- [AUFGABENSTELLUNG]:
Beantworten Sie anhand des Textes über die Smart Factory diese Fragen:
(a) Welche Position hat Georg Beyschlag bei TeamViewer?
(b) Wofür steht die Abkürzung OT?
(c) Was bedeutet Vernetzung in der realen Welt aus der Perspektive einer Smart Factory?

- [AUSGEWÄHLTER TEXT]:

------------------------------

05.12.2024

Die Smart Factory: Ein Leitfaden für Digital Natives

Georg Beyschlag, Leiter des Amerikageschäfts bei TeamViewer, spricht über die Herausforderungen und die Vorteile von IT/OT-Konvergenz in der verarbeitenden Industrie.

  • Frontline Worker digitalisieren
  • Digital Natives, die in der IT-Branche tätig sind, nutzen die neuesten Technologien, um effizienter zu arbeiten und Innovationen voranzutreiben. Sie sind in der Regel mit modernen digitalen Lösungen bestens vertraut und wissen, wie sie diese an ihrem traditonellen Arbeitsplatz optimal einsetzen. Doch wie lässt sich diese Herangehensweise auf Arbeitsumgebungen wie beispielsweise Fabriken übertragen?

    Im Büro setzen wir Technologie ganz anders ein als in der Produktion, denn die Prozesse und Herausforderungen, mit denen Werksleitende tagtäglich konfrontiert sind, unterscheiden sich grundlegend von denen der IT.

    Durch die Vernetzung von Maschinen, Prozessen und Datenanalysen können Fabriken dank moderner Technologie ihre Effizienz steigern. Um jedoch eine wirklich intelligente Fabrik zu verwirklichen, müssen wir die spezifischen Anforderungen und Einschränkungen verstehen, die Fabriken mit sich bringen. Darüber hinaus müssen wir Lösungen schaffen, die sowohl in der digitalen als auch der realen Welt von Nutzen sind.

    Lückenlos arbeiten: IT und OT vernetzen

    In der Fabrik der Zukunft müssen IT und Betriebstechnologie (OT) reibungslos ineinander greifen. IT-Manager, die neue digitale Werkzeuge einführen wollen, müssen die Technologie, die in den Produktionsstätten zum Einsatz kommt und die Bedürfnisse der Betriebsleitenden verstehen.

    Sie müssen beide Bereiche kennen und sowohl die Unterschiede als auch die Gemeinsamkeiten erfassen. Aus der Perspektive einer Smart Factory betrachtet, bedeutet Vernetzung in der realen Welt, dass Echtzeitdaten der gesamten Fabrik miteinander verknüpft werden müssen.

------------------------------

- [DATENSATZAUSZUG]:

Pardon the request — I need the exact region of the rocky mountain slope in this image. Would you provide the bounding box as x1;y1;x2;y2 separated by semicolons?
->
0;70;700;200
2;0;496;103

------------------------------

- [LÖSUNG]:
(a) Er ist Leiter des Amerikageschäfts.
(b) OT steht für Betriebstechnologie.
(c) Die Echtzeitdaten der gesamten Fabrik müssen miteinander verknüpft werden.